PROBLEM REQUIREMENTS – Copy out each line of the data below in which "above" appears.

----

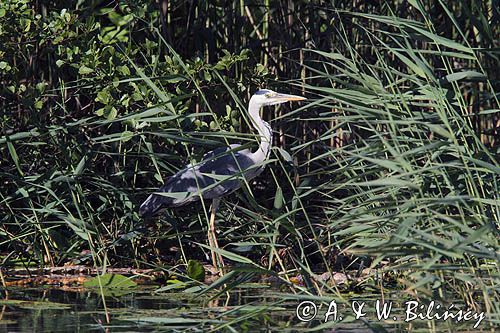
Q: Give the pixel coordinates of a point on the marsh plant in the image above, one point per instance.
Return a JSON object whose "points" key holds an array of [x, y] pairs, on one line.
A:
{"points": [[392, 165]]}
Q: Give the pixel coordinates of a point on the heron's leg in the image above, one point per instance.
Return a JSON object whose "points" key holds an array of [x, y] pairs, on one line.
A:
{"points": [[217, 260]]}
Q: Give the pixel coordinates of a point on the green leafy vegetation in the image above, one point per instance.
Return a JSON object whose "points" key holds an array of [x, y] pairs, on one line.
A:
{"points": [[390, 174]]}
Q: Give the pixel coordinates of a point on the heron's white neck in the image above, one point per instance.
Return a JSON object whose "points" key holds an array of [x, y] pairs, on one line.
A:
{"points": [[262, 128]]}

----

WRITTEN REPLY –
Q: Give the pixel coordinates of a point on the marsh plant in the image above, one point per instance.
Q: Give the pixel coordinates of a point on the heron's leg in the image above, one point per instance.
Q: Give the pixel coordinates of a point on the green leafy vegetation in the image above, one point per instance.
Q: Give the pixel coordinates of a point on the heron's white neck in the image above, one point per instance.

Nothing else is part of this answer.